> _Exercise directions_
In the records below, locate the line containing "Identify the purple", then extract it and all following lines exactly, ending with the last line.

> _Task inputs_
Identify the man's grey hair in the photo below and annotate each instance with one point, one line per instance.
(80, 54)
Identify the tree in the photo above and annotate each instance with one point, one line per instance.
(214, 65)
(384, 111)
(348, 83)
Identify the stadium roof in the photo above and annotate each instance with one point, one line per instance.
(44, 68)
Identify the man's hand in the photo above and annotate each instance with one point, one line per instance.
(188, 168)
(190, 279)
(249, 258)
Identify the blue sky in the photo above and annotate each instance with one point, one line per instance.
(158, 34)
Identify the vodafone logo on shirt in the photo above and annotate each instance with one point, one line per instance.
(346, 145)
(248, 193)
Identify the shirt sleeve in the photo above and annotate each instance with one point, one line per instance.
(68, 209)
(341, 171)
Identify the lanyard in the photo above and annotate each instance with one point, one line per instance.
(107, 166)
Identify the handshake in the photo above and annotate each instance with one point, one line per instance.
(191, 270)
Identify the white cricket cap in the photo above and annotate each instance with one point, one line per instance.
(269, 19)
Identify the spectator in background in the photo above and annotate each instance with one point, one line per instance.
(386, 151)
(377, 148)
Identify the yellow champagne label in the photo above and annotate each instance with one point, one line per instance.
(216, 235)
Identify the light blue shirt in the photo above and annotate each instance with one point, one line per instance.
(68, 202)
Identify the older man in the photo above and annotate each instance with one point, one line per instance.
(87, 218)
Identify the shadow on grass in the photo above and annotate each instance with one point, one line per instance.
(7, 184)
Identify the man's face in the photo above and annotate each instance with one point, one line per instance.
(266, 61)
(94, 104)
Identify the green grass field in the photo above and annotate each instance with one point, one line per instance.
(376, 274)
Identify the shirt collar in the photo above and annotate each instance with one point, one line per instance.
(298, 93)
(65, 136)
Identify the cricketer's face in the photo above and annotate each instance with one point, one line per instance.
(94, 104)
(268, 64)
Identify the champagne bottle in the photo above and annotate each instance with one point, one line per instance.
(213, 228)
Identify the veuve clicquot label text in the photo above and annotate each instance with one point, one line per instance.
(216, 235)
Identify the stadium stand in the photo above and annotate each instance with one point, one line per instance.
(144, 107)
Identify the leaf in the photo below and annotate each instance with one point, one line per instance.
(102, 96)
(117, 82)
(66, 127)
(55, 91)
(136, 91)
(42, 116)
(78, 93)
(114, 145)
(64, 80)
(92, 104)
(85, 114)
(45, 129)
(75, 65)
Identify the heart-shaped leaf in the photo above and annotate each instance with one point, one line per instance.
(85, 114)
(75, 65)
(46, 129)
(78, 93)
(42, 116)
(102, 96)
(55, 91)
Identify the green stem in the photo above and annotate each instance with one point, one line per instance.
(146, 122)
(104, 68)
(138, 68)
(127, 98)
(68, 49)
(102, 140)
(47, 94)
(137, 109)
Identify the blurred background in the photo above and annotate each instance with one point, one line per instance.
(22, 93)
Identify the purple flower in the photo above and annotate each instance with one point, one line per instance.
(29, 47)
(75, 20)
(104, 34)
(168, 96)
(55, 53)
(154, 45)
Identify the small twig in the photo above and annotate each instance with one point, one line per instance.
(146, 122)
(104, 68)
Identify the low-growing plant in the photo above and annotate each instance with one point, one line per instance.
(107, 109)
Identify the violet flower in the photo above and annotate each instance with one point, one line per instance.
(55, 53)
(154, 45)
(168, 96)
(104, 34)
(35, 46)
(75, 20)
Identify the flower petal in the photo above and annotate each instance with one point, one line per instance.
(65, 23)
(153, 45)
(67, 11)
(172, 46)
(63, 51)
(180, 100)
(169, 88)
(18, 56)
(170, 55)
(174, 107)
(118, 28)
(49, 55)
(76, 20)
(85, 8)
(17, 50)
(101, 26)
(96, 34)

> _Response to the exercise_
Identify the purple flower in the photo above and annotate each instance with one point, one line per instance.
(29, 47)
(75, 20)
(104, 34)
(168, 96)
(55, 53)
(154, 45)
Identify the small twig in the photo above and annotate each instance with one point, one line per instance.
(146, 122)
(104, 68)
Identify the low-growing plant in the photo above and annotate each instance with one point, one line per instance.
(107, 109)
Identify the violet flower in the photo above and annotate each instance with one point, one line per instance.
(55, 53)
(154, 45)
(168, 96)
(104, 34)
(35, 46)
(75, 20)
Identify the flower petal in the photo above and annotate each instance with one point, one line per instance.
(65, 23)
(153, 45)
(67, 11)
(172, 46)
(63, 51)
(180, 100)
(169, 88)
(18, 56)
(170, 55)
(174, 107)
(118, 28)
(49, 55)
(76, 20)
(85, 8)
(17, 50)
(101, 26)
(96, 34)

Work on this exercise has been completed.